Stored records:
-------------------------
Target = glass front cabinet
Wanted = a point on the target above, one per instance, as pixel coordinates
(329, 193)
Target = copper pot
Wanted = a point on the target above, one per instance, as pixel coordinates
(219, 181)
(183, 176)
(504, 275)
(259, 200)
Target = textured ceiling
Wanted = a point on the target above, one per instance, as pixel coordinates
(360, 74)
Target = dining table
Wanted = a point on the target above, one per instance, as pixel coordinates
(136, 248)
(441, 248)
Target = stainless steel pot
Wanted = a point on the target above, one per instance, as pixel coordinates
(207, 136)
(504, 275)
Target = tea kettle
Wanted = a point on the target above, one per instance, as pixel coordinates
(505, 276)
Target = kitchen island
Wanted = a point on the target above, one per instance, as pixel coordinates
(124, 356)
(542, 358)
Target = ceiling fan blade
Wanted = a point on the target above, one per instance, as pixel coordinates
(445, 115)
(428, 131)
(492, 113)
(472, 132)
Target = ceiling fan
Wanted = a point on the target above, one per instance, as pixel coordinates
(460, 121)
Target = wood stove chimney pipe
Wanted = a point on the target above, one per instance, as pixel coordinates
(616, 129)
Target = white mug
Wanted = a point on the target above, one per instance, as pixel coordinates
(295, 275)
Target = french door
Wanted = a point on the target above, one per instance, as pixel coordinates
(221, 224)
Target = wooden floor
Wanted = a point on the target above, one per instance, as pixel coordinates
-------------------------
What is asked:
Rewrite all of the records above, renaming "pixel coordinates" to "image coordinates" wherever it occurs and leaving everything else unchanged.

Result below:
Target = glass front cabinet
Wanted = a point on the target above, one per instance, as image coordinates
(329, 193)
Target = copper pot
Wanted = a point on the target above, one per instance, as image coordinates
(219, 181)
(183, 176)
(504, 275)
(259, 200)
Target = textured ceiling
Wanted = a point on the target above, one per instance, as image coordinates
(360, 74)
Target = dining table
Wanted = a point on the target above, one per instance, as image coordinates
(136, 248)
(441, 248)
Target = stainless steel pot
Wanted = a point on the target above, one per instance, as image coordinates
(207, 136)
(504, 275)
Target = tea kettle
Wanted = a point on the target above, one per instance, as image coordinates
(505, 276)
Target = kitchen island
Wanted = a point on the target above, one per instance, as image coordinates
(124, 356)
(542, 358)
Target = ceiling fan blade
Wanted = a point on the target above, one per instance, as image coordinates
(445, 115)
(428, 131)
(492, 113)
(472, 132)
Target = ceiling fan
Wanted = a point on the target above, one per instance, as image coordinates
(460, 121)
Target = wood stove chimney pipe
Wanted = a point on the target above, one per instance, as image coordinates
(616, 129)
Target = white mug
Wanted = a point on the target above, one per instance, as image coordinates
(295, 275)
Target = french door
Wanted = a point on the target above, one per instance, as image coordinates
(221, 224)
Target = wooden floor
Wanted = a point on the target above, one per instance, as image coordinates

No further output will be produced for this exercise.